Task instructions →
Count the lines in the records below that contain the string "chandelier", matching case exactly, and reply with only the number.
-- START --
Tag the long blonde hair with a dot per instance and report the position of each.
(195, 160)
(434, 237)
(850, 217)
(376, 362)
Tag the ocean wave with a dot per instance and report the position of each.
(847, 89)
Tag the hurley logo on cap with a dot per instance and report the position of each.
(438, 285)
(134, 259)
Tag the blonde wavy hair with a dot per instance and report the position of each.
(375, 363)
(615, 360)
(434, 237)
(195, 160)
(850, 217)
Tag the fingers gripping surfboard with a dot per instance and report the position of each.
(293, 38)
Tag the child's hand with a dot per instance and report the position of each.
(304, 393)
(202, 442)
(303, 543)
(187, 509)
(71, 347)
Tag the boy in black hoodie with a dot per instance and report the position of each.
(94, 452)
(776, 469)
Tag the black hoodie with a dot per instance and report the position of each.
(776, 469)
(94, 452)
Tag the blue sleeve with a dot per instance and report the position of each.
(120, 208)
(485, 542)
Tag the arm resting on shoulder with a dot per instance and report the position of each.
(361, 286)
-- END --
-- START --
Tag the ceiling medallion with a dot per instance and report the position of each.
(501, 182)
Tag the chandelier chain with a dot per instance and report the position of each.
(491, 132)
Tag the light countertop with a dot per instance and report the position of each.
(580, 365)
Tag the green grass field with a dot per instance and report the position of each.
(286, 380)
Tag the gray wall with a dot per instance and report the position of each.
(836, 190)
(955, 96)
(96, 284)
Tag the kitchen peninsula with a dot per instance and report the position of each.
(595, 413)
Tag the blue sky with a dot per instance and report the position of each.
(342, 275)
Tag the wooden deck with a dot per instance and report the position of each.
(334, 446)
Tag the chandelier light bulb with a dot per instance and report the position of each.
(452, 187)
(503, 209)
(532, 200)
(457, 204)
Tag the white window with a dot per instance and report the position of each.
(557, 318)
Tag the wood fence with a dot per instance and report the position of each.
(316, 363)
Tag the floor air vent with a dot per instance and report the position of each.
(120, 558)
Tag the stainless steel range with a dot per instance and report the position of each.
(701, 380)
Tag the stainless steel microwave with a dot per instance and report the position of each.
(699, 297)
-- END --
Final result →
2